Fragmento proporcionado:
********************

El Horseball es un espectacular deporte de caballos, canasta, pelota y contacto. Hace pocos días hemos vivido en la ciudad portuguesa de Ponte de Lima el III Campeonato del Mundo de Horseball, que se celebra cada cuatro años, con la participación de 14 países de todo el mundo.
A pesar de la medalla de plata en absoluta, el bronce en sub 16 y la cuarta posición en femenina, la decepción de los representantes del Horseball en la selección española, tras los buenos resultados de los últimos años, sobre todo a nivel de clubes, era bien patente.
“¡Metedles caña!” se oyó desde las gradas del estadio; era la consigna del seleccionador hacia sus jugadores de sub 16 en un tiempo muerto. Mientras los aficionados de alrededor nos mirábamos perplejos, Portugal marcaba un gol más y alejaba a nuestros jugadores de la plata.
“¡Metedles caña!” ¿Es acaso un sistema de defensa? ¿O es una consigna para despistar al contrario? ¿O una estrategia para colocarse en el campo? ¿O una táctica innovadora y resolutiva? ¿O quizás una jugada preparada? En todo caso, el “¡metedles caña!” no pareció que mejorara el juego de la selección, que perdió por un contundente 9 goles a 5.
Ya hace tiempo que todos sabemos que la profesionalidad, técnica, estudios, preparación física y psíquica, estadísticas y sobre todo la formación, hacen crecer los rendimientos, los resultados y los logros, y también a los propios jugadores.
Y por eso mismo, actualmente podemos quedarnos perplejos cuando oímos un “¡metedles caña!”, expresión que resume muy bien lo que jugadores, aficionados y entorno hemos visto estos días en el Mundial de Horseball, como estrategia del cuerpo técnico de la selección española.
Aunque llevo cuatro años escribiendo crónicas de Horseball, no pretendo dar lecciones de este deporte a nadie y mucho menos a los que profesionalmente se dedican a ello, sólo el sentido común del espectador me hace ver que hay cosas que no deberían pasar nunca, ni en un mundial ni en una amistoso de barrio.

********************

Entradas guardadas
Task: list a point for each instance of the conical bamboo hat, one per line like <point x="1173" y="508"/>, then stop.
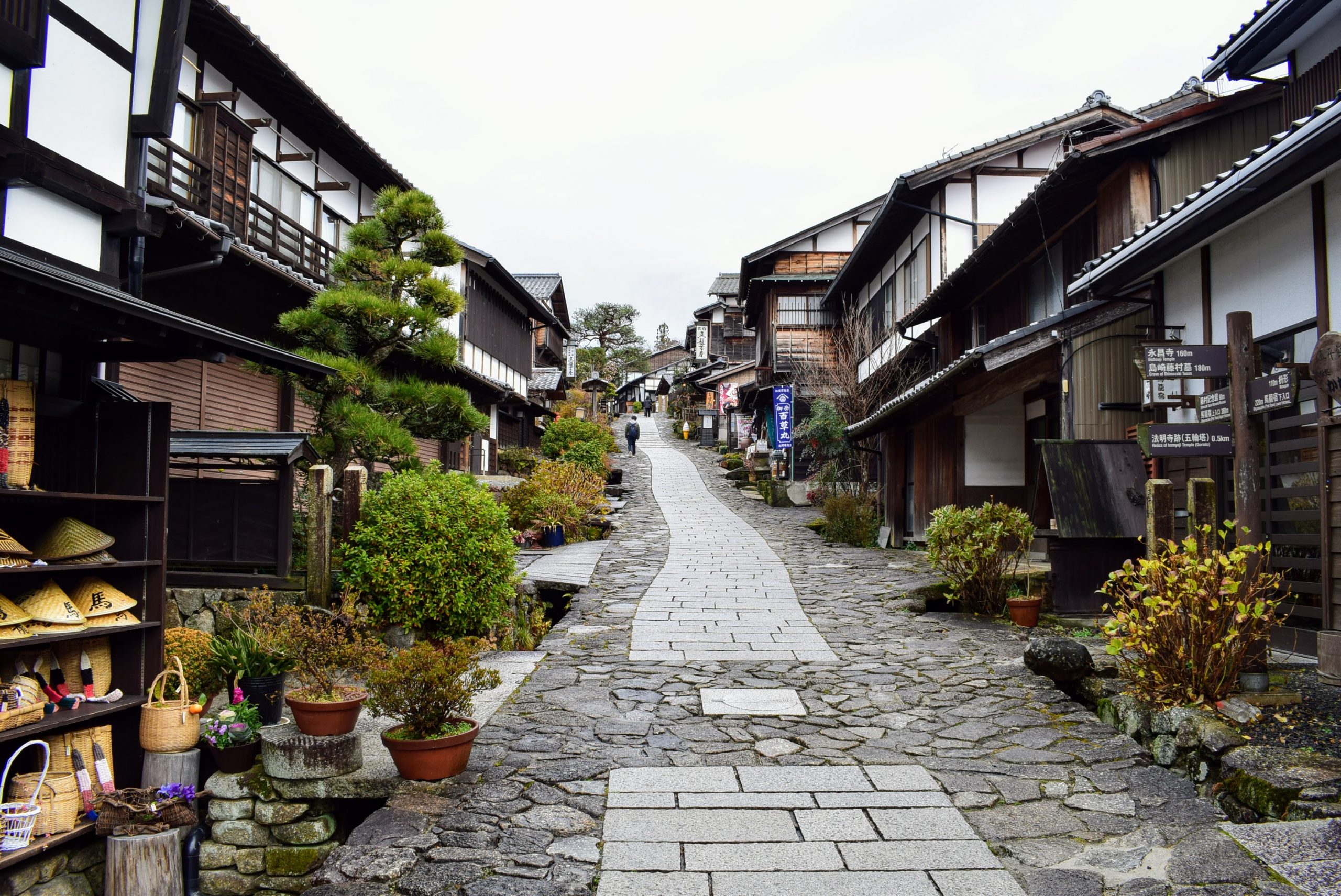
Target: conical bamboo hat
<point x="96" y="598"/>
<point x="101" y="557"/>
<point x="69" y="537"/>
<point x="113" y="619"/>
<point x="11" y="613"/>
<point x="10" y="546"/>
<point x="49" y="604"/>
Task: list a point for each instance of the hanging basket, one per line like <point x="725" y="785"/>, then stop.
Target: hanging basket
<point x="18" y="818"/>
<point x="167" y="726"/>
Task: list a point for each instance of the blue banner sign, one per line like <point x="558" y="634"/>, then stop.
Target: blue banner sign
<point x="782" y="417"/>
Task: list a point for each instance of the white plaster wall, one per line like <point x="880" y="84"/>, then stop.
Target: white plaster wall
<point x="994" y="443"/>
<point x="1265" y="266"/>
<point x="80" y="105"/>
<point x="53" y="225"/>
<point x="113" y="18"/>
<point x="998" y="196"/>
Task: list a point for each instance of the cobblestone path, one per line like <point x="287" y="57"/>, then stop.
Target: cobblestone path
<point x="1067" y="805"/>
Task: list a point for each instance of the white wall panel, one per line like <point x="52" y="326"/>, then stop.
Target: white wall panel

********************

Objetivo del ejercicio:
Escribe la continuación del texto sobre el Mundial de Horseball a partir de su última frase.

Sección de respuesta:
El sentido común me dice que es materialmente imposible que un solo seleccionador pueda preparar y dirigir tres selecciones a la vez, que no se den a conocer los nombres hasta poco antes, ni que se concentren sólo los cuatro días previos.
No parece lógico que una semana antes de la concentración se informe a los jugadores que no tienen suficiente presupuesto para el desplazamiento y que cada uno espabile para llegar a la ciudad de concentración (Vigo). Ni que el transporte de los días de campeonato se improvise con cualquier vehículo que ande por ahí.
Es sorprendente que en un Campeonato del Mundo, las condiciones de comer, dormir e higiene de la selección, sean deficientes. Y el material entregado, reducido a la mínima expresión.
No será normal encontrarse a jugadores de sub 16 con el comedor cerrado y que no han cenado, o de otros, casi llorando de cansancio a la una de la madrugada en el Village, porque el entrenador acaba de retrasar una hora el acostarse, el día que se ha perdido la plata y que al siguiente se juega por el bronce. Ni tropezar con algún otro, que a pesar de no cumplir con la edad de beber alcohol, ya no se aguanta en pie.
El sentido común también me dice que no deberíamos ver a un padre desesperado corriendo, porque el caballo de su hijo tiene principio de cólico debido a que las cuadras están sucias.
O que una madre no debería violentarse con los responsables por no haber llevado a su hijo al hospital al día siguiente de una caída con conmoción, cuando el jugador todavía se queja de un fuerte dolor de cabeza.
Tampoco debería pasar que los partidos no se prepararan, no se estudiaran (ni los propios ni los rivales), que el entrenador no hable con los jugadores más que para gritarles, recriminarles y castigarlos. Ni que personal técnico se peleara, llegando casi a las manos, delante de todo el mundo. Ni que la falta de criterios, la improvisación y el desconcierto fueran el talante de cada día, eso sí, regado con una buena dosis de alcohol.
Pero no hay que preocuparse ya que en el momento de la verdad todo se arregla al grito de “¡metedles caña!”.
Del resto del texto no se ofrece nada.